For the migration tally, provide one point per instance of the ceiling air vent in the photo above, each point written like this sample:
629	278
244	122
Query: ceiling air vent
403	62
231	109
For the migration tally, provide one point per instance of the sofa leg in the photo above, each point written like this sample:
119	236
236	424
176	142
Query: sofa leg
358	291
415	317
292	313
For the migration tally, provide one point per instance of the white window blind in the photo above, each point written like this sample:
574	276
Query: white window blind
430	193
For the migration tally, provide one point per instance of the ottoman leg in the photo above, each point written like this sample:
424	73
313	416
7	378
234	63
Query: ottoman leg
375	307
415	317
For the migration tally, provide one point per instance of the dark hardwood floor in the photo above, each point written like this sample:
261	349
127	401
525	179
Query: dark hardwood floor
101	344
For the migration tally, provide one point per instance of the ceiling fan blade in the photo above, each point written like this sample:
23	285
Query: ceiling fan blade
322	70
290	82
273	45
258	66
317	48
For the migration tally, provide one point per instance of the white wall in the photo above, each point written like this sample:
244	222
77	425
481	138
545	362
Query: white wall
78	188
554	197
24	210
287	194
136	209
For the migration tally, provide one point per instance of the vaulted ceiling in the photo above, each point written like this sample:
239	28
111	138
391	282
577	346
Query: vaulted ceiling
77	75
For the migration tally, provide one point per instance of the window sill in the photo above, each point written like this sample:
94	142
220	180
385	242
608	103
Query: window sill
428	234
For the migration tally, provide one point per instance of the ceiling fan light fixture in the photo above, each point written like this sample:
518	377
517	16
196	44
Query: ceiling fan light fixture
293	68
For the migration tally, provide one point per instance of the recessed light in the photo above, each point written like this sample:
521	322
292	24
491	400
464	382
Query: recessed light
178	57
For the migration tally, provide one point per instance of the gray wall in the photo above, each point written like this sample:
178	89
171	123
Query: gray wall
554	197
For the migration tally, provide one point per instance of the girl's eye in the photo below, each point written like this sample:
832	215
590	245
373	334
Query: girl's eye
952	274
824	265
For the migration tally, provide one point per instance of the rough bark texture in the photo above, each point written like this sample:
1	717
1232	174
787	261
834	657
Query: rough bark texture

━━━━

Task description >>
A single number is required: how many lines in these records contain "rough".

Exercise response >>
2